Start of Data for this exercise

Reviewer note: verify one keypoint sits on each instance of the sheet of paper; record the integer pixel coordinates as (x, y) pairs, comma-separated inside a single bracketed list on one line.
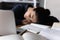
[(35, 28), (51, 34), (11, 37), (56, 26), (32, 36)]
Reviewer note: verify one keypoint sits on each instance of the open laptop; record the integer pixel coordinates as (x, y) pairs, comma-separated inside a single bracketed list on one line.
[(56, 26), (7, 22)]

End of Data for this exercise
Start of Data for this exercise

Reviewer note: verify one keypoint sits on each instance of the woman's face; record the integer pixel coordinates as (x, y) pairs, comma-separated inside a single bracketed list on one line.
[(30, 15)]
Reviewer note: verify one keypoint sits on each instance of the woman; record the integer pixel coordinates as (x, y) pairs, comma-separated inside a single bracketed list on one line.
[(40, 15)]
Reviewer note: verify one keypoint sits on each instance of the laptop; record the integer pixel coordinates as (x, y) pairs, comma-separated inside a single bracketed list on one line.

End of Data for this exercise

# Goal:
Reproduce everything in the material from the line containing "of the sheet" down to the line containing "[(56, 26), (7, 22)]", with "keypoint" replaced by "marker" and nothing else altered. Leave out the pictures.

# Expected output:
Reviewer note: verify one marker sits on each instance of the sheet of paper; record the integer pixel coordinates as (x, y) pairs, comma-separated inside a single bracketed list on one line.
[(35, 28), (51, 34), (11, 37), (56, 26), (32, 36)]
Reviewer note: verify one marker sits on each instance of the open laptop; record the integer pixel coordinates as (x, y) pairs, comma-separated inside a single bracketed list on one line.
[(56, 26), (7, 22)]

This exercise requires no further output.